───── Document excerpt

Figure 1: Schematic setup of a non-resonant acousto-optic modulator. A transducer generates a sound wave, at which a light beam is partially diffracted. The diffraction angle is exaggerated.
The acoustic wave may be absorbed at the other end of the crystal. Such a traveling-wave geometry makes it possible to achieve a broad modulation bandwidth of many megahertz. Other devices are resonant for the sound wave, exploiting the strong reflection of the acoustic wave at the other end of the crystal. The resonant enhancement can greatly increase the modulation strength (or decrease the required acoustic power), but reduces the modulation bandwidth.
Common materials for acousto-optic devices are tellurium dioxide, crystalline quartz, and fused silica. There are manifold criteria for the choice of the material, including the elasto-optic coefficients, the transparency range, the optical damage threshold, and required size.
Applications
Acousto-optic modulators find many applications:
- They are used for Q switching of solid-state lasers. The AOM, called Q switch, then serves to block the laser resonator before the pulse is generated.
- AOMs can also be used for cavity dumping of solid-state lasers, generating either nanosecond or ultrashort pulses. In the latter case, the speed of an AOM is sufficient only in the case of a relatively long laser resonator; an electro-optic modulator may otherwise be required.
- Active mode locking requires an AOM for modulating the resonator losses with the round-trip frequency or a multiple thereof.

──────────

**Problem A:** Which lines of the records contain the string "array"? Return each such line.
The text and the records have no connection to each other.

───── Material provided

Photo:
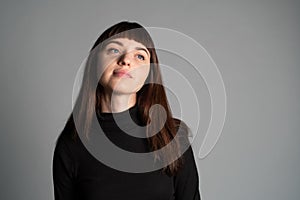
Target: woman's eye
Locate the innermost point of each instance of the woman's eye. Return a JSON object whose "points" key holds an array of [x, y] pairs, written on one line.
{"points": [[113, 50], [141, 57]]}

──────────
───── Material provided

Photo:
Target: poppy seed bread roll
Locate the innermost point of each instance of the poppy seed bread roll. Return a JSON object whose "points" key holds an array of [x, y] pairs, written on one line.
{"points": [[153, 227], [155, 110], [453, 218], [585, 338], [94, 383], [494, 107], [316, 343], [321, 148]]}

──────────

**Problem B:** How does the acousto-optic modulator text read between "Figure 1: Schematic" and "the modulation bandwidth.", inclusive, once you replace each "crystal" with "medium"?

**Full response A:**
Locate the innermost point of each instance of the woman's eye. Return a JSON object whose "points" key holds an array of [x, y] pairs, written on one line.
Locate the innermost point of each instance of the poppy seed bread roll. Return a JSON object whose "points" key holds an array of [x, y] pairs, written on one line.

**Full response B:**
Figure 1: Schematic setup of a non-resonant acousto-optic modulator. A transducer generates a sound wave, at which a light beam is partially diffracted. The diffraction angle is exaggerated.
The acoustic wave may be absorbed at the other end of the medium. Such a traveling-wave geometry makes it possible to achieve a broad modulation bandwidth of many megahertz. Other devices are resonant for the sound wave, exploiting the strong reflection of the acoustic wave at the other end of the medium. The resonant enhancement can greatly increase the modulation strength (or decrease the required acoustic power), but reduces the modulation bandwidth.